THE TASK: Rewrite everything from the start of the data below down to the line containing "[544,211,565,257]" as a numbered list, skipping blank lines. Leave the pictures out.

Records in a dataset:
>> Start

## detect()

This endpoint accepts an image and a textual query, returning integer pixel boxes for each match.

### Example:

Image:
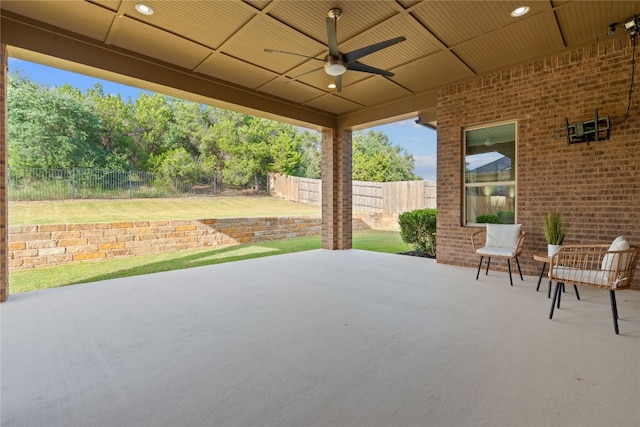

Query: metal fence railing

[8,168,222,201]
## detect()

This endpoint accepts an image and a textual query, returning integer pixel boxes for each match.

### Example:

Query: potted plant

[544,211,565,257]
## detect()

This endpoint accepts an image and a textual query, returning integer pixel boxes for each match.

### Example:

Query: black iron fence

[8,168,223,201]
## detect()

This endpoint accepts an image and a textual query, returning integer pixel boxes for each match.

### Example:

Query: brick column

[322,129,352,249]
[0,44,9,302]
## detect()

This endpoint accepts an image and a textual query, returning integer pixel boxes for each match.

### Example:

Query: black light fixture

[624,16,638,39]
[607,15,639,40]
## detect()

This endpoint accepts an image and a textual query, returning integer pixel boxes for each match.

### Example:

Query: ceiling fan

[265,8,406,92]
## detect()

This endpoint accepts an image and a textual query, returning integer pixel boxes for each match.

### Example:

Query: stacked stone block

[8,216,321,269]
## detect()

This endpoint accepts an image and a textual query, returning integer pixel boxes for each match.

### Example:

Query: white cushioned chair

[549,236,640,334]
[471,224,526,286]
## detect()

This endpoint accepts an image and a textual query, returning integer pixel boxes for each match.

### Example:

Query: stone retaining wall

[9,216,321,269]
[8,214,392,269]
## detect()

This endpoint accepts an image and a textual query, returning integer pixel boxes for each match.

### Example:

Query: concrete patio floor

[0,250,640,426]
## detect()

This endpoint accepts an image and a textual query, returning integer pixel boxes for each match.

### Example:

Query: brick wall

[9,216,321,269]
[0,43,9,302]
[437,37,640,286]
[322,129,352,250]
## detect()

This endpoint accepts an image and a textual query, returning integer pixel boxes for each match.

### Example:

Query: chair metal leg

[516,257,524,281]
[536,262,551,297]
[476,255,483,280]
[549,282,560,319]
[609,290,618,335]
[558,283,564,308]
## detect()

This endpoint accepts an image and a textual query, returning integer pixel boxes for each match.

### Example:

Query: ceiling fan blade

[284,67,324,84]
[347,62,395,77]
[344,36,407,62]
[327,17,340,59]
[264,49,324,62]
[333,76,342,92]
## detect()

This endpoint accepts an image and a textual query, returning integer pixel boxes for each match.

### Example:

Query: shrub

[398,209,436,258]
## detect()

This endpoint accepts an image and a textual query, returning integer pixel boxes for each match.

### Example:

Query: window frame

[461,119,518,227]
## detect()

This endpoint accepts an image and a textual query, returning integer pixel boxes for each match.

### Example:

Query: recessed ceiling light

[511,6,531,18]
[136,3,153,15]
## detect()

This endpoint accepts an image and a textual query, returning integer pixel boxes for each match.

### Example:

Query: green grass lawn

[9,196,320,225]
[9,231,412,293]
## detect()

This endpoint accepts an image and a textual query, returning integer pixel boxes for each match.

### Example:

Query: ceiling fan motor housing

[324,57,347,76]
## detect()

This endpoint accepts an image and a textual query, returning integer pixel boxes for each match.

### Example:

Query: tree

[352,130,420,182]
[295,131,322,179]
[7,74,122,169]
[86,83,140,169]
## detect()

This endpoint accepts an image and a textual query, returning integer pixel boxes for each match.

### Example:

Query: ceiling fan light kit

[265,8,406,92]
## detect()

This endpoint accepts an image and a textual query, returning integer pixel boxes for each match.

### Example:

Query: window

[464,122,516,225]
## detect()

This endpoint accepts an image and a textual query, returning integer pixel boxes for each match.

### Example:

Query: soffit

[0,0,640,129]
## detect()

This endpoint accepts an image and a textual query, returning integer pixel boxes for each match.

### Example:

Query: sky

[9,58,436,181]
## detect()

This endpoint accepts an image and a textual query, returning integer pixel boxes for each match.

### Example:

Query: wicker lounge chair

[549,237,640,334]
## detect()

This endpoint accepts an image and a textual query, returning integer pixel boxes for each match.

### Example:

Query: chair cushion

[476,246,516,258]
[600,236,631,271]
[549,266,609,286]
[485,224,522,252]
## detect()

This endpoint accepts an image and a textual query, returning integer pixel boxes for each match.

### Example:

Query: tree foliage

[398,208,438,258]
[7,73,416,188]
[352,130,419,182]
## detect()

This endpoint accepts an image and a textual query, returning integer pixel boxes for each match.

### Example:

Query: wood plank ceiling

[0,0,640,129]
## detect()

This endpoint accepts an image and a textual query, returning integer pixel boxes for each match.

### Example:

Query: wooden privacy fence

[268,173,436,213]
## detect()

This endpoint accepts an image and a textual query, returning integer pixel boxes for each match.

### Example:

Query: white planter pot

[547,245,562,258]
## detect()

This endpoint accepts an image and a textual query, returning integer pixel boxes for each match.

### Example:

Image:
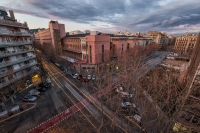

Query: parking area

[98,84,145,127]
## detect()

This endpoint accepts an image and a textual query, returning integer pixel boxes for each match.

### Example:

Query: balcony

[0,30,31,36]
[0,20,28,29]
[0,70,37,88]
[63,47,82,54]
[0,41,32,47]
[0,48,34,58]
[0,55,36,68]
[0,61,37,78]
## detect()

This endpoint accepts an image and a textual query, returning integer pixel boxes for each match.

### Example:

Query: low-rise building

[144,31,169,48]
[34,21,66,57]
[60,31,152,74]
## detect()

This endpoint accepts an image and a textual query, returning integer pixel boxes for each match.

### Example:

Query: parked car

[38,87,47,92]
[84,78,89,82]
[87,74,92,80]
[115,85,123,92]
[77,74,83,80]
[29,89,40,96]
[120,91,133,98]
[92,75,96,80]
[39,83,50,88]
[121,102,136,108]
[83,75,87,79]
[22,95,37,102]
[73,73,78,79]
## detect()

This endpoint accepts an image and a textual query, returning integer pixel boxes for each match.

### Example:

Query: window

[90,45,92,63]
[127,43,129,49]
[101,45,104,62]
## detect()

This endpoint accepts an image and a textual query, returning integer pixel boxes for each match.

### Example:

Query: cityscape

[0,0,200,133]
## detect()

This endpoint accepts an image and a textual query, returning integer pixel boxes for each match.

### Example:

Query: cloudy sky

[0,0,200,34]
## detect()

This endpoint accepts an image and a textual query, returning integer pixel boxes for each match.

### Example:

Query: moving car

[83,75,89,82]
[73,73,78,79]
[29,89,40,96]
[126,114,141,123]
[38,87,47,92]
[121,102,136,108]
[22,95,37,102]
[120,92,133,98]
[77,74,83,80]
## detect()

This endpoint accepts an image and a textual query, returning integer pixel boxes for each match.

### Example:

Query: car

[115,85,123,92]
[73,73,78,79]
[29,89,40,96]
[39,83,50,88]
[84,78,89,82]
[77,74,83,80]
[92,75,96,80]
[22,95,37,102]
[87,74,92,80]
[83,75,87,79]
[38,87,47,92]
[121,102,136,108]
[126,114,141,123]
[120,91,133,98]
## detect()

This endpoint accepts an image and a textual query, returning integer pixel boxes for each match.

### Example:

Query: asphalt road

[0,88,57,133]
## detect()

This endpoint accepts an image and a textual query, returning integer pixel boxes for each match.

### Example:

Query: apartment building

[177,33,200,133]
[174,33,198,53]
[0,7,41,97]
[144,31,169,48]
[60,31,152,74]
[34,21,66,57]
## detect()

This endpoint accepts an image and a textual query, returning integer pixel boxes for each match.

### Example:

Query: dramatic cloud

[3,0,200,33]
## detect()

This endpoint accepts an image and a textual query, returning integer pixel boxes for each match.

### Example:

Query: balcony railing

[0,41,32,46]
[0,20,28,28]
[0,55,36,68]
[0,48,34,58]
[0,30,31,36]
[0,61,37,78]
[0,70,36,88]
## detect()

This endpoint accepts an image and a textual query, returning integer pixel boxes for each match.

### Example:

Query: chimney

[9,10,15,20]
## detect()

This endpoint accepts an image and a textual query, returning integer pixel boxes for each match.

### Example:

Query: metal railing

[0,61,37,78]
[0,48,34,58]
[0,20,28,28]
[0,70,36,88]
[0,30,31,36]
[0,55,36,68]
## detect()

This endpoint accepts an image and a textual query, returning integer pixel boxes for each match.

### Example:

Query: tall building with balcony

[174,33,200,133]
[34,21,66,57]
[174,33,198,53]
[0,7,40,96]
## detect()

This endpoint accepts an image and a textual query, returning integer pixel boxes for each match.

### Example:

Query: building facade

[60,32,152,74]
[174,33,198,53]
[34,21,66,57]
[0,7,41,97]
[144,31,169,48]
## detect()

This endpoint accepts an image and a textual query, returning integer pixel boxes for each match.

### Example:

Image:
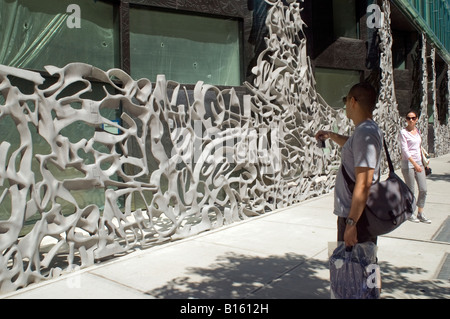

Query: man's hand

[315,130,330,141]
[344,225,358,247]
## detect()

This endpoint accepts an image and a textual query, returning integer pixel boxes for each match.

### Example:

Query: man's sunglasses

[342,96,358,104]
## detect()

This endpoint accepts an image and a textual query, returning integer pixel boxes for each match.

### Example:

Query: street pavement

[0,154,450,300]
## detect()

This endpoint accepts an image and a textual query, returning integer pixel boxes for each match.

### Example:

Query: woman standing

[399,110,431,224]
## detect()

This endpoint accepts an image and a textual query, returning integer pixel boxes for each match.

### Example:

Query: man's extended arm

[316,131,348,147]
[344,167,375,246]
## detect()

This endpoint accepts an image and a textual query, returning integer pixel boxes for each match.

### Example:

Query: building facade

[0,0,450,292]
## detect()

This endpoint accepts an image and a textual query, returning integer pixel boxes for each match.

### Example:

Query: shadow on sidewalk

[146,253,449,299]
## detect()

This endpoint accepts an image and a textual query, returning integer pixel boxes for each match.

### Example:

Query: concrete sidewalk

[0,155,450,299]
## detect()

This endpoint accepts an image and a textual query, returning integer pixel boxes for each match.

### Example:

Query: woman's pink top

[399,128,423,168]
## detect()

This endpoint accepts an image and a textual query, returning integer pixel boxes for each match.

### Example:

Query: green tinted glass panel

[333,0,359,39]
[0,0,119,70]
[315,68,360,108]
[130,8,241,86]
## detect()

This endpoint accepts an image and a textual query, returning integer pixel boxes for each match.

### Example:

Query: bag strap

[341,138,394,193]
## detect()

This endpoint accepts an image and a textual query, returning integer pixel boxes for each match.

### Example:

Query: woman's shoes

[408,215,420,223]
[417,213,431,224]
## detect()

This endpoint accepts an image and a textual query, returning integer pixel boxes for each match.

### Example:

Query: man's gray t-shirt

[334,120,383,217]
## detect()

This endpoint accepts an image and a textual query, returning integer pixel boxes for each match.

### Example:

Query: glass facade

[394,0,450,63]
[0,0,119,70]
[314,67,361,109]
[130,8,241,86]
[333,0,359,39]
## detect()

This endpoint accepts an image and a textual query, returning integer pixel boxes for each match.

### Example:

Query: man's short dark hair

[349,82,377,112]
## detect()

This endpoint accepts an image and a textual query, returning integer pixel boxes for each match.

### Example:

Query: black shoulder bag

[341,139,416,236]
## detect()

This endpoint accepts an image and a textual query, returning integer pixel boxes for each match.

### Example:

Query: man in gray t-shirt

[316,83,383,246]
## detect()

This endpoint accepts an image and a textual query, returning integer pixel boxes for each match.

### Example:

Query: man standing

[316,82,383,247]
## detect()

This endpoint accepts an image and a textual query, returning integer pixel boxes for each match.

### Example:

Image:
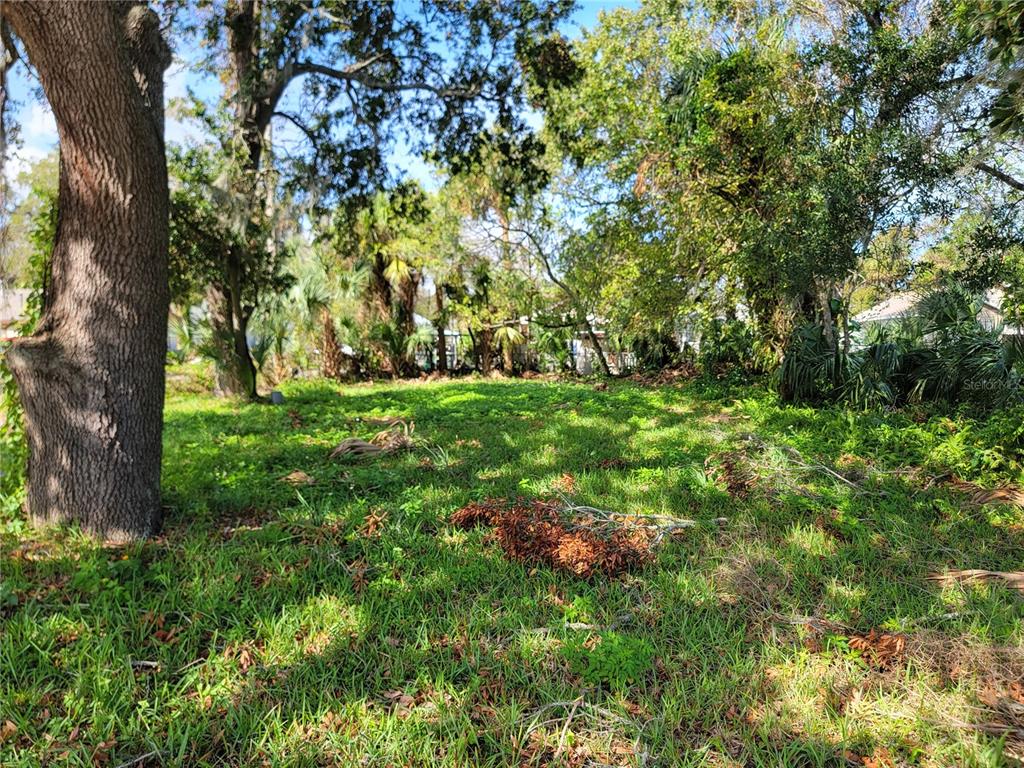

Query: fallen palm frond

[281,469,316,485]
[928,568,1024,592]
[705,432,885,500]
[451,499,724,579]
[331,437,383,459]
[943,478,1024,507]
[517,696,649,766]
[331,419,416,459]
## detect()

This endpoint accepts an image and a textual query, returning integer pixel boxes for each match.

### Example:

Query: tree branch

[295,58,483,98]
[974,160,1024,191]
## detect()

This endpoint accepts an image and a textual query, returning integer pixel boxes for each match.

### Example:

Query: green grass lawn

[0,381,1024,768]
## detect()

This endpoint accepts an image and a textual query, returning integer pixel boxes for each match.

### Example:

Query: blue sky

[7,0,638,192]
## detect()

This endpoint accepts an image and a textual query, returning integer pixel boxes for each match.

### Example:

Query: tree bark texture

[0,1,170,540]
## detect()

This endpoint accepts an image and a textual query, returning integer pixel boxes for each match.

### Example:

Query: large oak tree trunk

[0,2,170,540]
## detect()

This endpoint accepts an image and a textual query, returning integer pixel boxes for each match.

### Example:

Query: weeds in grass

[0,370,1024,768]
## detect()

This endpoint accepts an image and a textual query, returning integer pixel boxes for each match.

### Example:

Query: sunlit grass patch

[0,372,1024,766]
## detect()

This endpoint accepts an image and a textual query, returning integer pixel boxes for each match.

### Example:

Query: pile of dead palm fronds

[451,499,724,579]
[331,419,416,459]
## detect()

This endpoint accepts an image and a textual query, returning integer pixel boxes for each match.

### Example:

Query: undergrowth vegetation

[0,371,1024,768]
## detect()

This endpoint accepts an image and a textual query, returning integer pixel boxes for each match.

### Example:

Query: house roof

[853,288,1024,336]
[853,291,921,324]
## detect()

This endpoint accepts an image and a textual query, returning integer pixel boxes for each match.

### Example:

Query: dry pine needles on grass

[451,499,720,579]
[331,419,416,459]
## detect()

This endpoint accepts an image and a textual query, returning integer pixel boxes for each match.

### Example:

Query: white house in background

[853,288,1024,336]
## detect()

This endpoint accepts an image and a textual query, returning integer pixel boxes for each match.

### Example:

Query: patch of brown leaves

[451,499,652,579]
[705,451,754,499]
[850,629,906,670]
[943,477,1024,507]
[553,472,575,494]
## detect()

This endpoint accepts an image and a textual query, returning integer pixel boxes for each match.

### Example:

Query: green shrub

[562,631,654,688]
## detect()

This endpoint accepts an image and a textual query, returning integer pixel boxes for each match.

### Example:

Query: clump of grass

[0,370,1024,768]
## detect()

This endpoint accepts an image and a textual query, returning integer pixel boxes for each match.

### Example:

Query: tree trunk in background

[321,307,345,379]
[206,276,258,400]
[207,0,272,400]
[395,269,420,376]
[0,2,170,540]
[434,283,447,374]
[479,328,495,375]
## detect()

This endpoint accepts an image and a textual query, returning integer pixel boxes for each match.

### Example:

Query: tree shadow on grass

[0,382,1021,765]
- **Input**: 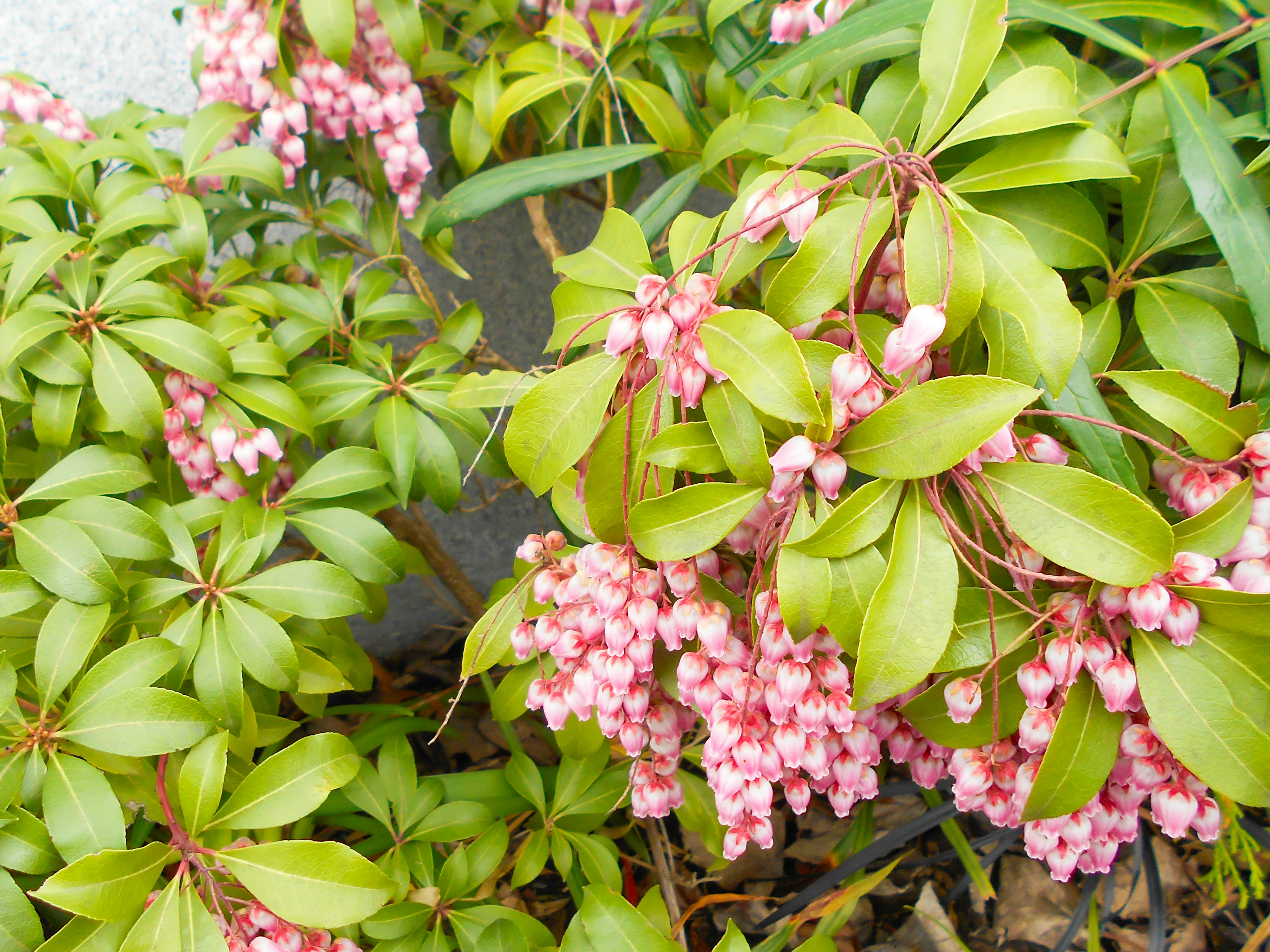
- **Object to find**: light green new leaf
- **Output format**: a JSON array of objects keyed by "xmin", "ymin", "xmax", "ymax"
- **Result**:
[
  {"xmin": 945, "ymin": 128, "xmax": 1131, "ymax": 194},
  {"xmin": 917, "ymin": 0, "xmax": 1006, "ymax": 152},
  {"xmin": 93, "ymin": 330, "xmax": 163, "ymax": 439},
  {"xmin": 220, "ymin": 595, "xmax": 300, "ymax": 695},
  {"xmin": 1133, "ymin": 284, "xmax": 1240, "ymax": 393},
  {"xmin": 939, "ymin": 66, "xmax": 1087, "ymax": 151},
  {"xmin": 1024, "ymin": 671, "xmax": 1124, "ymax": 820},
  {"xmin": 838, "ymin": 376, "xmax": 1039, "ymax": 480},
  {"xmin": 231, "ymin": 561, "xmax": 367, "ymax": 618},
  {"xmin": 216, "ymin": 840, "xmax": 398, "ymax": 929},
  {"xmin": 12, "ymin": 515, "xmax": 123, "ymax": 606},
  {"xmin": 60, "ymin": 688, "xmax": 215, "ymax": 756},
  {"xmin": 32, "ymin": 843, "xmax": 175, "ymax": 922},
  {"xmin": 698, "ymin": 311, "xmax": 822, "ymax": 424},
  {"xmin": 42, "ymin": 753, "xmax": 126, "ymax": 863},
  {"xmin": 36, "ymin": 602, "xmax": 110, "ymax": 711},
  {"xmin": 207, "ymin": 733, "xmax": 362, "ymax": 830},
  {"xmin": 851, "ymin": 492, "xmax": 957, "ymax": 710},
  {"xmin": 1133, "ymin": 624, "xmax": 1270, "ymax": 806},
  {"xmin": 630, "ymin": 482, "xmax": 767, "ymax": 561},
  {"xmin": 982, "ymin": 462, "xmax": 1173, "ymax": 588},
  {"xmin": 785, "ymin": 480, "xmax": 904, "ymax": 559},
  {"xmin": 110, "ymin": 317, "xmax": 234, "ymax": 385},
  {"xmin": 287, "ymin": 510, "xmax": 404, "ymax": 585},
  {"xmin": 961, "ymin": 211, "xmax": 1083, "ymax": 393},
  {"xmin": 503, "ymin": 353, "xmax": 625, "ymax": 496},
  {"xmin": 177, "ymin": 731, "xmax": 230, "ymax": 835},
  {"xmin": 1107, "ymin": 371, "xmax": 1260, "ymax": 459},
  {"xmin": 18, "ymin": 444, "xmax": 155, "ymax": 503}
]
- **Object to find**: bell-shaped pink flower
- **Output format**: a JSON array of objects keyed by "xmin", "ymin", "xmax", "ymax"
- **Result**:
[
  {"xmin": 1128, "ymin": 579, "xmax": 1170, "ymax": 631},
  {"xmin": 780, "ymin": 185, "xmax": 819, "ymax": 244}
]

>> End

EXERCISE RESULT:
1. ## detect()
2. This endpoint accepts an image and a textual query, returning integer pixel boxes for each match.
3. ### Example:
4. Image:
5. Query: metal fence railing
6. [8,168,222,201]
7. ## detect()
8. This endpoint accepts an image and a textual query, returning integer pixel boxes for each match.
9. ### Example:
10. Query: potted plant
11. [544,211,565,257]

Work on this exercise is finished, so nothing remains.